Records shown »

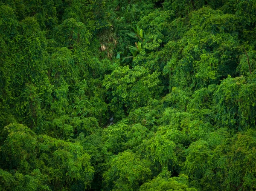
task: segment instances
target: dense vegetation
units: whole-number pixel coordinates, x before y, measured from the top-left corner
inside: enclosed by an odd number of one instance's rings
[[[0,0],[0,190],[256,190],[256,25],[255,0]]]

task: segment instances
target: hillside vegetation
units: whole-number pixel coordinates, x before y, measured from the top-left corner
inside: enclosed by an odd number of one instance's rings
[[[0,190],[256,190],[256,1],[0,0]]]

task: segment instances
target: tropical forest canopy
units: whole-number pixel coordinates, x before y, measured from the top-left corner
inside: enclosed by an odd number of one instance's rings
[[[0,190],[256,190],[256,0],[0,0]]]

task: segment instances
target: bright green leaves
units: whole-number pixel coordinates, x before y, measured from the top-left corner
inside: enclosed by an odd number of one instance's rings
[[[103,177],[107,190],[132,191],[151,175],[148,162],[126,151],[113,157]],[[113,189],[113,190],[112,190]]]
[[[241,52],[235,17],[204,8],[192,12],[189,19],[190,29],[172,45],[164,69],[171,86],[198,88],[236,74]]]
[[[229,152],[223,159],[226,164],[220,167],[224,171],[222,177],[226,177],[223,184],[226,190],[233,190],[233,187],[244,190],[255,189],[255,131],[250,130],[239,133],[232,139]]]
[[[79,48],[84,50],[89,43],[90,34],[84,23],[70,18],[59,26],[55,36],[62,46],[70,50]]]
[[[179,177],[166,177],[164,173],[148,182],[144,183],[140,191],[196,191],[194,188],[189,188],[188,177],[184,174]]]
[[[127,66],[118,68],[106,75],[103,84],[108,90],[111,110],[120,115],[125,109],[130,111],[157,97],[161,89],[159,75],[138,66],[131,69]]]
[[[11,124],[6,126],[1,135],[4,139],[2,141],[4,141],[1,145],[1,162],[5,161],[2,166],[25,173],[35,168],[36,140],[34,135],[30,129],[22,125]]]
[[[162,168],[168,166],[173,168],[176,164],[175,145],[165,136],[157,133],[145,141],[143,145],[142,148],[145,149],[146,157],[157,164],[159,162]]]
[[[223,80],[215,93],[218,121],[239,130],[254,128],[256,89],[255,83],[245,77]]]

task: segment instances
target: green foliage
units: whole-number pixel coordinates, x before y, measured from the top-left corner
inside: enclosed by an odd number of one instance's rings
[[[119,117],[125,110],[130,111],[145,105],[149,98],[157,98],[161,89],[159,74],[150,74],[143,67],[130,69],[126,66],[106,75],[103,85],[108,90],[111,111]]]
[[[170,178],[165,177],[164,172],[160,174],[150,182],[143,184],[140,191],[196,191],[194,188],[189,188],[188,177],[184,174],[177,177]]]
[[[128,151],[113,157],[109,165],[103,175],[107,190],[134,190],[151,174],[148,161]]]
[[[256,189],[254,0],[0,0],[0,190]]]

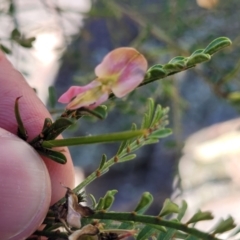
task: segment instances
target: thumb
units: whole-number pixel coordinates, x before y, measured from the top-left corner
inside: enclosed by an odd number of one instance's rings
[[[1,239],[26,239],[46,216],[51,199],[49,174],[33,148],[1,128],[0,152]]]

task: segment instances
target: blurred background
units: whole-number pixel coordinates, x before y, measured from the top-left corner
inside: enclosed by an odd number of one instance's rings
[[[87,193],[98,199],[118,189],[113,209],[129,211],[149,191],[155,198],[151,214],[172,197],[186,199],[190,210],[231,213],[240,221],[239,16],[239,0],[0,0],[0,46],[51,111],[48,87],[55,86],[60,96],[71,85],[88,83],[114,48],[135,47],[152,66],[229,37],[233,45],[210,62],[108,101],[106,120],[83,119],[65,136],[127,130],[141,122],[153,97],[170,107],[173,135],[142,148],[136,160],[114,166]],[[70,150],[87,176],[103,153],[110,158],[117,147]]]

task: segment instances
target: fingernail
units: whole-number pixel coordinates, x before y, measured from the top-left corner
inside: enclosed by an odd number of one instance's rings
[[[51,185],[40,156],[26,142],[0,128],[1,239],[29,237],[42,223]]]

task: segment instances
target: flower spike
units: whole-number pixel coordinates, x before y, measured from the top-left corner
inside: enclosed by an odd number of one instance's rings
[[[58,101],[68,103],[67,110],[94,109],[112,92],[120,98],[133,91],[143,81],[146,71],[147,61],[137,50],[117,48],[95,68],[95,80],[85,86],[70,87]]]

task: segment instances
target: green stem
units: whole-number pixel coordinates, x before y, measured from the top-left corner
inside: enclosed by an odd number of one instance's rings
[[[49,232],[49,231],[35,231],[34,235],[37,236],[44,236],[44,237],[54,237],[56,239],[61,238],[61,239],[68,239],[68,235],[66,233],[61,233],[61,232]]]
[[[52,147],[63,147],[63,146],[75,146],[81,144],[93,144],[93,143],[109,143],[117,141],[125,141],[128,139],[136,138],[142,135],[147,134],[146,129],[137,130],[137,131],[125,131],[119,133],[110,133],[97,136],[84,136],[84,137],[75,137],[68,139],[56,139],[43,141],[42,147],[52,148]]]
[[[177,229],[188,233],[190,235],[196,236],[200,239],[204,240],[219,240],[218,238],[214,237],[213,235],[202,232],[195,228],[188,227],[185,224],[177,223],[173,221],[163,220],[160,217],[155,216],[148,216],[148,215],[139,215],[136,213],[116,213],[116,212],[96,212],[95,214],[91,215],[89,218],[94,219],[106,219],[106,220],[114,220],[114,221],[134,221],[139,223],[151,224],[151,225],[160,225],[168,228]]]

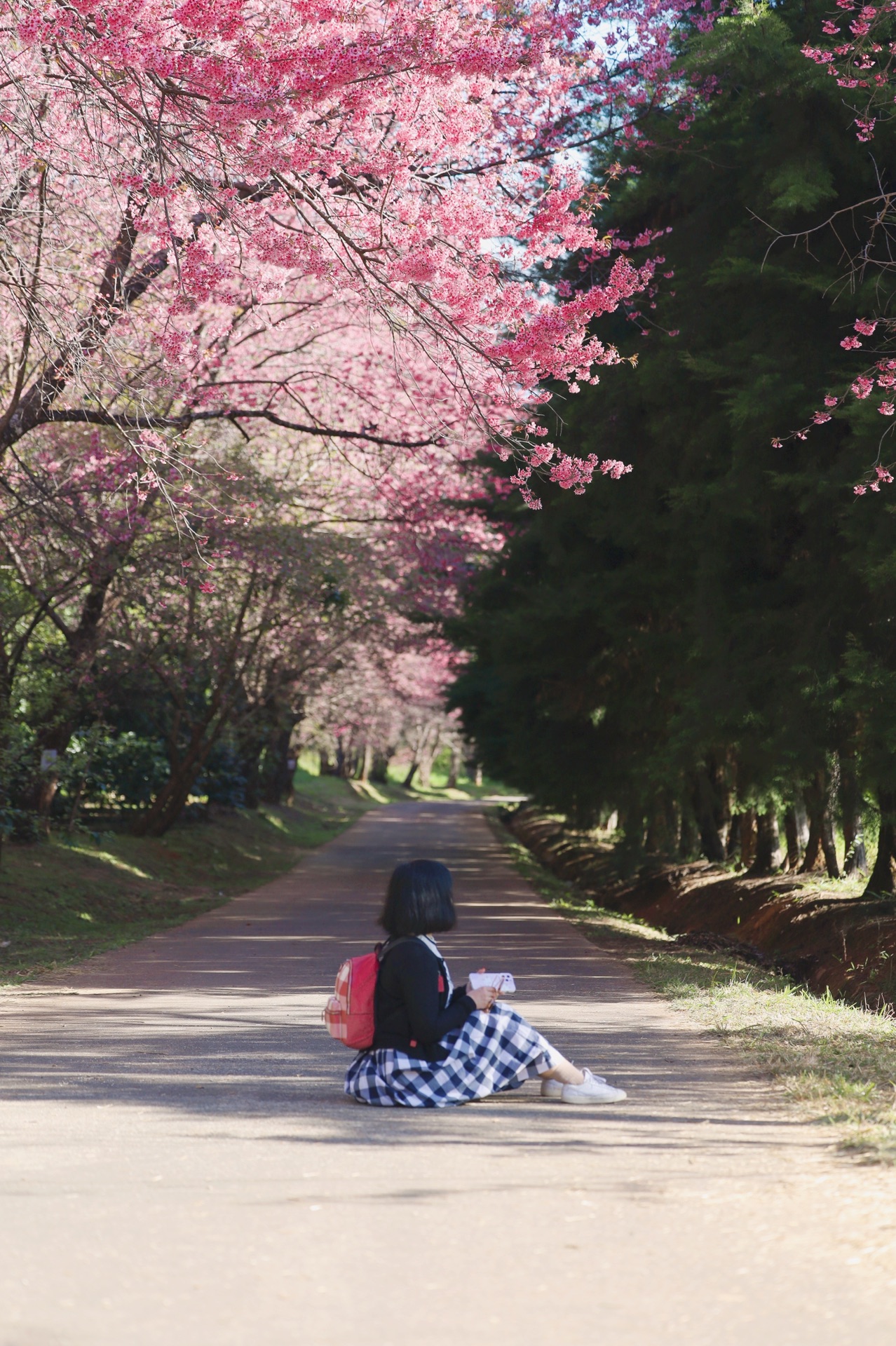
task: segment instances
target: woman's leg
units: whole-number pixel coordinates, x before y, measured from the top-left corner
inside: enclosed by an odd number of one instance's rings
[[[561,1057],[556,1047],[553,1050],[553,1066],[550,1070],[539,1070],[538,1074],[542,1079],[560,1079],[561,1085],[581,1085],[585,1077],[577,1066],[573,1066],[572,1061],[566,1061]]]

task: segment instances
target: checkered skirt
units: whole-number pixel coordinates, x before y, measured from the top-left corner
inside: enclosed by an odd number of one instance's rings
[[[550,1070],[553,1047],[530,1023],[496,1001],[441,1039],[444,1061],[422,1061],[396,1047],[362,1051],[348,1066],[346,1093],[381,1108],[448,1108],[519,1089]]]

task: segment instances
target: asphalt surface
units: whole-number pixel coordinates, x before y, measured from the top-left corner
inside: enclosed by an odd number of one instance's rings
[[[342,1093],[320,1010],[402,859],[455,980],[630,1090],[440,1112]],[[366,814],[178,930],[0,992],[0,1346],[892,1346],[896,1178],[588,944],[476,806]]]

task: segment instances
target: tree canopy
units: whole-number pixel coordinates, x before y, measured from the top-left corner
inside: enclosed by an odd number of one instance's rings
[[[488,769],[573,816],[618,812],[635,847],[721,859],[732,820],[803,805],[823,843],[837,781],[848,839],[862,790],[892,810],[893,516],[853,493],[892,421],[838,386],[887,277],[845,276],[856,213],[823,226],[874,195],[896,143],[857,147],[802,54],[822,17],[744,5],[687,43],[706,89],[687,139],[657,112],[609,211],[622,237],[667,230],[654,292],[613,320],[638,367],[569,400],[558,439],[632,471],[529,518],[498,493],[511,536],[456,629]]]

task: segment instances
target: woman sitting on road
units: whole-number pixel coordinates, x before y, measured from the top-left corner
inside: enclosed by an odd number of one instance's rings
[[[374,995],[374,1042],[348,1067],[346,1093],[383,1108],[445,1108],[539,1075],[546,1098],[624,1098],[624,1090],[577,1070],[521,1015],[495,1003],[492,987],[452,987],[432,937],[456,921],[444,864],[398,865],[379,917],[389,940]]]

Task instructions » The pictures should not be reproduced; quote all of the other material exactly.

Result of the task »
task: segment instances
target: dense vegetation
units: whole-number pixel coordinates, x before y, measured from the top-left corner
inside: enclosed by an odd number of one instance's rings
[[[0,0],[0,190],[256,190],[256,25],[255,0]]]

task: segment instances
target: hillside vegetation
units: whole-number pixel coordinates, x before y, measured from the top-left corner
inside: enclosed by an odd number of one instance's rings
[[[0,190],[256,190],[256,1],[0,0]]]

task: segment instances
target: tropical forest canopy
units: whole-number pixel coordinates, x before y, measured from the top-left corner
inside: enclosed by an odd number of one instance's rings
[[[0,190],[256,190],[256,0],[0,0]]]

task: segment instances
target: bright green leaves
units: whole-number pixel coordinates, x before y, measured from the top-left corner
inside: enclosed by an odd number of one instance's rings
[[[103,177],[107,190],[132,191],[151,175],[148,162],[126,151],[113,157]],[[113,189],[113,190],[112,190]]]
[[[241,52],[235,17],[204,8],[192,12],[189,19],[190,29],[172,45],[164,69],[171,86],[198,88],[236,74]]]
[[[229,152],[223,159],[226,164],[220,167],[224,171],[222,177],[226,177],[223,184],[226,190],[233,190],[233,187],[244,190],[255,189],[255,131],[250,130],[239,133],[232,139]]]
[[[79,48],[84,50],[89,43],[90,34],[84,23],[70,18],[59,26],[55,36],[62,46],[70,50]]]
[[[179,177],[166,177],[164,173],[148,182],[144,183],[140,191],[196,191],[194,188],[189,188],[188,177],[184,174]]]
[[[127,66],[118,68],[106,75],[103,84],[108,90],[111,110],[120,115],[125,109],[130,111],[157,97],[161,89],[159,75],[138,66],[131,69]]]
[[[11,124],[6,126],[1,135],[4,139],[2,141],[4,141],[1,145],[1,162],[5,161],[2,166],[25,173],[35,168],[36,140],[34,135],[30,129],[22,125]]]
[[[162,168],[168,166],[173,168],[176,164],[175,145],[165,136],[157,133],[145,141],[143,145],[142,148],[145,149],[146,157],[157,164],[159,162]]]
[[[223,80],[215,93],[218,121],[239,130],[254,128],[256,89],[255,83],[245,77]]]

task: segment instances
target: green foliage
units: whole-number pixel coordinates, x before y, measured from the top-left corner
inside: enclosed by an odd number of one instance's rings
[[[119,117],[125,110],[130,111],[145,105],[149,98],[157,98],[161,89],[159,74],[150,74],[143,67],[130,69],[126,66],[106,75],[103,85],[108,90],[111,111]]]
[[[170,178],[165,177],[164,172],[160,174],[150,182],[143,184],[140,191],[196,191],[194,188],[189,188],[188,177],[184,174],[177,177]]]
[[[128,151],[113,157],[109,165],[103,175],[107,190],[134,190],[151,174],[148,161]]]
[[[256,189],[254,0],[0,0],[0,190]]]

task: segment instances
target: thumb
units: whole-number pixel coordinates, x before y, measured from the top-left corner
inside: enclosed by an odd number of one instance's rings
[[[1,239],[26,239],[46,216],[51,199],[49,174],[33,148],[1,128],[0,152]]]

task: segment instances
target: blurred background
units: whole-number pixel coordinates, x before y, measured from the top-left corner
inside: enclosed by an odd number of one instance's rings
[[[87,193],[98,199],[118,189],[113,209],[129,211],[149,191],[155,198],[151,214],[172,197],[186,199],[190,210],[231,213],[240,221],[239,16],[239,0],[0,0],[0,46],[51,111],[48,87],[55,86],[60,96],[71,85],[88,83],[114,48],[135,47],[152,66],[229,37],[233,45],[210,62],[108,101],[106,120],[83,119],[65,136],[127,130],[141,122],[153,97],[170,107],[173,135],[142,148],[136,160],[114,166]],[[70,150],[87,176],[103,153],[110,158],[117,147]]]

task: segment instances
target: fingernail
units: whole-number pixel coordinates, x before y, measured from the top-left corner
inside: enclosed by an odd number of one instance's rings
[[[51,185],[40,156],[26,142],[0,128],[1,239],[29,237],[42,223]]]

task: segment instances
target: flower spike
units: whole-number pixel coordinates, x before y, measured from the top-left corner
inside: enclosed by an odd number of one instance's rings
[[[58,101],[68,103],[67,110],[94,109],[112,92],[120,98],[133,91],[143,81],[146,71],[147,61],[137,50],[117,48],[95,68],[95,80],[85,86],[70,87]]]

task: segment instances
target: green stem
units: whole-number pixel coordinates, x before y, measured from the top-left corner
inside: enclosed by an odd number of one instance's rings
[[[49,232],[49,231],[35,231],[34,235],[37,236],[44,236],[44,237],[54,237],[56,239],[61,238],[61,239],[68,239],[68,235],[66,233],[61,233],[61,232]]]
[[[52,147],[63,147],[63,146],[75,146],[81,144],[93,144],[93,143],[109,143],[117,141],[125,141],[128,139],[136,138],[142,135],[147,134],[146,129],[137,130],[137,131],[125,131],[119,133],[110,133],[97,136],[84,136],[84,137],[75,137],[68,139],[56,139],[43,141],[42,147],[52,148]]]
[[[177,229],[188,233],[190,235],[196,236],[200,239],[204,240],[219,240],[218,238],[214,237],[213,235],[202,232],[195,228],[188,227],[185,224],[177,223],[173,221],[163,220],[160,217],[155,216],[148,216],[148,215],[139,215],[136,213],[116,213],[116,212],[96,212],[95,214],[91,215],[89,218],[94,219],[106,219],[106,220],[114,220],[114,221],[134,221],[139,223],[151,224],[151,225],[160,225],[168,228]]]

task: segment instances
target: woman's leg
units: whole-number pixel coordinates, x before y, measured from the top-left corner
inside: enclosed by an odd number of one instance's rings
[[[561,1057],[556,1047],[553,1050],[553,1066],[550,1070],[539,1070],[538,1074],[542,1079],[560,1079],[561,1085],[581,1085],[585,1077],[577,1066],[573,1066],[572,1061],[566,1061]]]

task: segment instances
target: checkered skirt
units: whole-number pixel coordinates, x before y, measured from the top-left corner
inside: enclosed by an odd number of one instance's rings
[[[550,1070],[553,1047],[530,1023],[496,1001],[441,1039],[444,1061],[422,1061],[396,1047],[362,1051],[348,1066],[346,1093],[381,1108],[448,1108],[519,1089]]]

task: segment instances
target: asphalt surface
units: whole-number pixel coordinates, x before y, measured from the top-left corner
inside: enclosed by an odd number of one instance's rings
[[[342,1093],[320,1010],[402,859],[455,980],[630,1090],[440,1112]],[[366,814],[178,930],[0,992],[0,1346],[892,1346],[896,1178],[588,944],[476,806]]]

task: segment instances
target: tree canopy
units: whole-number pixel coordinates, x before y, measured from the top-left corner
inside: enclosed by an odd number of one instance's rings
[[[488,769],[573,816],[618,812],[635,847],[721,859],[732,820],[803,805],[823,843],[837,781],[848,839],[862,790],[892,810],[893,516],[853,493],[892,421],[838,386],[887,277],[845,276],[856,213],[823,226],[874,195],[896,143],[857,147],[802,54],[822,17],[744,5],[687,43],[706,89],[687,139],[657,112],[609,211],[622,237],[667,230],[654,292],[613,320],[638,367],[569,400],[558,439],[632,471],[529,518],[498,493],[511,536],[456,629]]]

task: segment instances
target: woman sitting on road
units: whole-number pixel coordinates, x before y, measured from the top-left corner
inside: enclosed by an odd number of one instance's rings
[[[374,995],[374,1042],[348,1067],[346,1093],[383,1108],[445,1108],[539,1075],[546,1098],[624,1098],[624,1090],[577,1070],[521,1015],[495,1003],[492,987],[452,987],[432,937],[456,921],[444,864],[398,865],[379,917],[389,940]]]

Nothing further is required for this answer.